## [TASK TO COMPLETE]
All of the records below are to be copied exactly.
Start of Block
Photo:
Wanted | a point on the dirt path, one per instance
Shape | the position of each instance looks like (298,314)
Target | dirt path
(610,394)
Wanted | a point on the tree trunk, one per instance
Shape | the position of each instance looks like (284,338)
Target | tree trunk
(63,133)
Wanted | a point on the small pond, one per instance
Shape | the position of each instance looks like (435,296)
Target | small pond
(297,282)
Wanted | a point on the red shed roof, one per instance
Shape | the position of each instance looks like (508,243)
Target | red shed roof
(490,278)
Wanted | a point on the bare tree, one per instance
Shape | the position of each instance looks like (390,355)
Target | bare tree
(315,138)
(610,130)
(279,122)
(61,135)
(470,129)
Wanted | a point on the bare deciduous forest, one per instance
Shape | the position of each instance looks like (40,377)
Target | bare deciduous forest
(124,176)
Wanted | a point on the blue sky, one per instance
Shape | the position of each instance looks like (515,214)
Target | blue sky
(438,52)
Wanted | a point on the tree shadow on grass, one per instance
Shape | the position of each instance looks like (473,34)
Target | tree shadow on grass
End of Block
## [ANSWER SECTION]
Photo:
Wanted | a point on the dirt path, one per instance
Shape | the position of each instance looks like (298,314)
Target | dirt path
(610,394)
Wanted | a point on the tree trunk, one per instance
Shape | the position of each instance looks like (284,338)
Target | tree trunk
(63,133)
Wanted | a point on the small pond, one per instance
Shape | the position of each instance looks like (435,296)
Target | small pond
(297,282)
Wanted | a point on the red shed roof, one per instance
Shape | the position of each instance looks like (508,243)
Target | red shed roof
(490,278)
Wanted | a point on the bare tree, one per instance
Shape | the position of each instance looks like (390,355)
Target | bare tree
(315,138)
(610,130)
(279,122)
(61,135)
(470,129)
Wanted | a point on the bare deciduous forest, one per instance
Shape | the position of each instance looks like (40,377)
Target | bare deciduous forest
(124,176)
Wanted | a point on the blue sky, one per instance
Shape | the position of each instance looks like (515,214)
Target | blue sky
(438,52)
Wanted | a point on the tree shadow on grass, one per instance
Shape | the position of each instance looks like (473,34)
Target | tree shadow on grass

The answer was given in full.